» **Given problem 1**
In the women's rights essay, condense the paragraph beginning "The Womens Rights Movement was and continues to be" into two sentences that keep its main facts.
» **Given problem 2**
Transcribe the women's rights essay word for word, from "Anthony, and Lucretia" up to and including "died in 1902.".

» **Source passage**
The Womens Rights Movement 1848-1998

The Womens Rights Movement was and continues to be
one of the most incredible and inspirational series of events to
occur in United States history.  One of the more credible aspects
of these events happens to be the bold, intelligent pioneers that
paved the way for many other women throughout the United
States to follow.  An important battle fought for was womens
suffrage, and in fighting for this worthy cause, various smaller
battles were also fought.

This great movement would have never occurred if the
few brave women, that felt that women were ultimately being
treated unfairly by the government would not have taken a
stand. These women were Elizabeth Cady Stanton, Susan B.
Anthony, and Lucretia Coffin Mott.  Without their motivation to
conduct and follow through with the actions that needed to be
taken in order to give women the equal rights they were
entitled to as American citizens.  When these bold women took
a stand and made themselves heard, they encouraged hordes
of women to participate in their stand for equality.  Though
countless women fought the many battles for womens rights
only a handful stand out in peoples memories.                                  

Elizabeth Cady Stanton
Elizabeth Cady Stanton was born in 1815 and died in 1902.

» **Record list**
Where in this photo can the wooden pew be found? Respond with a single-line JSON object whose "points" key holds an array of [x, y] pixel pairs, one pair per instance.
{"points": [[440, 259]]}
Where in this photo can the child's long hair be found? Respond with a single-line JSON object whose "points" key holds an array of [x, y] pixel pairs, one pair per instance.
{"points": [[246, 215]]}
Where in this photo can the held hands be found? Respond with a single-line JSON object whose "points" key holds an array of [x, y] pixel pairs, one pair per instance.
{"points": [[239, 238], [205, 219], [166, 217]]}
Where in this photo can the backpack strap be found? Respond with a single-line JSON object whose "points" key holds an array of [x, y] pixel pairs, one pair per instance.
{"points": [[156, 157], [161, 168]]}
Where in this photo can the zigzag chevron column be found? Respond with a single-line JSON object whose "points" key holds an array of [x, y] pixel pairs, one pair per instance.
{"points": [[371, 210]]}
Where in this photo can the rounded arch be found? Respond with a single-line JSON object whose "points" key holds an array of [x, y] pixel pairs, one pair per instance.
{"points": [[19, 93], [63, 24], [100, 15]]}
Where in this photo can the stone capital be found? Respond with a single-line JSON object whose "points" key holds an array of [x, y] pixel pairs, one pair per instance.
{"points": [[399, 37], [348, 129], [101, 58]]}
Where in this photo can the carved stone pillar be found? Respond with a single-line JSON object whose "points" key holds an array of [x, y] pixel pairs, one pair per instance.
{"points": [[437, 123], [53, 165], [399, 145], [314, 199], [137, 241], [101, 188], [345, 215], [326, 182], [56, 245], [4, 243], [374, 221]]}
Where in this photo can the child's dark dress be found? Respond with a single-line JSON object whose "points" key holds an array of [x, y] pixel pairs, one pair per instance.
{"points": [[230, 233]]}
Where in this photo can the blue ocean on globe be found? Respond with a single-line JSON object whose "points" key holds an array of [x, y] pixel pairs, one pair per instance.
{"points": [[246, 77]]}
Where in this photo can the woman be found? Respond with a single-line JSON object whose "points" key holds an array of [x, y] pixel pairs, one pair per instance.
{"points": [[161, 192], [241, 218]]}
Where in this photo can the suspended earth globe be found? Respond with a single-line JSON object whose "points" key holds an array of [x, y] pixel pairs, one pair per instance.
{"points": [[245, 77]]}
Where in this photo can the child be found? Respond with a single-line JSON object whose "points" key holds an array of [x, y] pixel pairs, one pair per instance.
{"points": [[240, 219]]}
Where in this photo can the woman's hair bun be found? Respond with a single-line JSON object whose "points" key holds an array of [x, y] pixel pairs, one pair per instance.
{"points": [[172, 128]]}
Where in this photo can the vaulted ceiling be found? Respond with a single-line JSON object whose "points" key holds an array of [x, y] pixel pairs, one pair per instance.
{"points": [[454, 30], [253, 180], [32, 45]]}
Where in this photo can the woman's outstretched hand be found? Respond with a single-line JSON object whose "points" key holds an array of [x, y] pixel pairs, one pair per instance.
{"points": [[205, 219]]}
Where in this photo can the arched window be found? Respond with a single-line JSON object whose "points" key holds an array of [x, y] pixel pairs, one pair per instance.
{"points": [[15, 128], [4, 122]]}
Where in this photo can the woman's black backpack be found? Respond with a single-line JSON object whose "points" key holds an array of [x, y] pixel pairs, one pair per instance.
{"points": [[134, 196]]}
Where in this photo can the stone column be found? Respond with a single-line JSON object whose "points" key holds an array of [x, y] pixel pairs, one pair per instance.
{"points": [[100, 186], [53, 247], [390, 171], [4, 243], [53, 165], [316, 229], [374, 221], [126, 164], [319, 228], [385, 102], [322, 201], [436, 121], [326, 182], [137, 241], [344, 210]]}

» **Response 1**
The women's rights movement remains one of the most inspirational series of events in United States history, marked by bold, intelligent pioneers who paved the way for other women across the country. A central cause was women's suffrage, and the fight for it also involved various smaller battles.

» **Response 2**
Anthony, and Lucretia Coffin Mott.  Without their motivation to
conduct and follow through with the actions that needed to be
taken in order to give women the equal rights they were
entitled to as American citizens.  When these bold women took
a stand and made themselves heard, they encouraged hordes
of women to participate in their stand for equality.  Though
countless women fought the many battles for womens rights
only a handful stand out in peoples memories.                                  

Elizabeth Cady Stanton
Elizabeth Cady Stanton was born in 1815 and died in 1902.